Task objective -> Format the records below as a numbered list, skipping any blank lines and leaving out the pictures.

Source data ->

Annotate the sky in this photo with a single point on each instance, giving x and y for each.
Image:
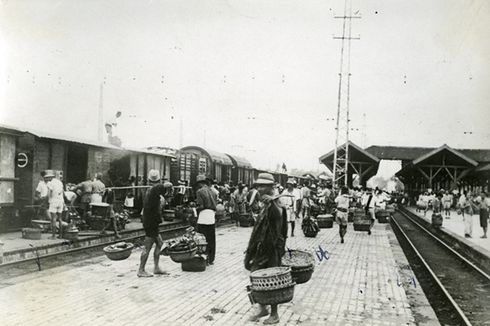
(252, 78)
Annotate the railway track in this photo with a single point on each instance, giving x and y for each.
(458, 290)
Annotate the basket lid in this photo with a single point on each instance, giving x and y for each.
(272, 271)
(99, 204)
(297, 258)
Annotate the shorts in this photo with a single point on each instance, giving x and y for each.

Task answer ->
1. Annotate the sky in this photo with a single point on each instance, giving x and y for each.
2. Image:
3. (252, 78)
4. Annotate the railway track in this photo with a single point on each instance, giving x and y for each.
5. (458, 290)
6. Annotate the basket lid in this photo with a single point on each instance, giving x and y for each.
7. (272, 271)
8. (99, 204)
9. (297, 258)
10. Annotate the shorts in this photo with a single point on each instance, giving x and y for each.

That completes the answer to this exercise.